**SHORT TASK:**
Pick out each line in the listing below that contains the string "target" and copy those lines.

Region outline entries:
◇ ◇ ◇ ◇

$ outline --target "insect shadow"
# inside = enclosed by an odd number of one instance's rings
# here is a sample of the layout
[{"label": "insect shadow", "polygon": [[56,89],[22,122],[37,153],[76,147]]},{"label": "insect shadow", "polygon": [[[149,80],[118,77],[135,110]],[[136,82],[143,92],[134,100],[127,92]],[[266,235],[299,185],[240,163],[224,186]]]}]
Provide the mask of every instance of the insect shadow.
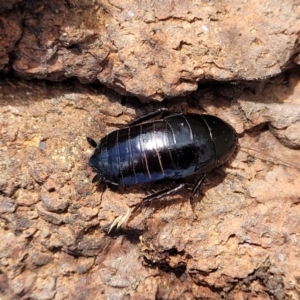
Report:
[{"label": "insect shadow", "polygon": [[[237,134],[232,126],[212,115],[159,109],[109,133],[99,143],[90,137],[87,141],[95,148],[89,159],[96,172],[93,182],[124,187],[163,180],[176,182],[175,186],[144,197],[133,213],[188,187],[185,179],[197,174],[198,180],[190,191],[192,201],[206,173],[233,155]],[[115,225],[128,217],[129,212]]]}]

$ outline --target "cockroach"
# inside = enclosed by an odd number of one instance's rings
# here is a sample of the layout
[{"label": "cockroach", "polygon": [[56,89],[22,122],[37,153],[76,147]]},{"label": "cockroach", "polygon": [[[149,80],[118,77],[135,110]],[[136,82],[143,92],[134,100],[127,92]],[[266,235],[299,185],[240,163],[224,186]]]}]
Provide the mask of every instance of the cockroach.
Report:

◇ ◇ ◇ ◇

**OUTPUT FOR THIS TASK:**
$ outline --target "insect shadow"
$ outline --target "cockroach"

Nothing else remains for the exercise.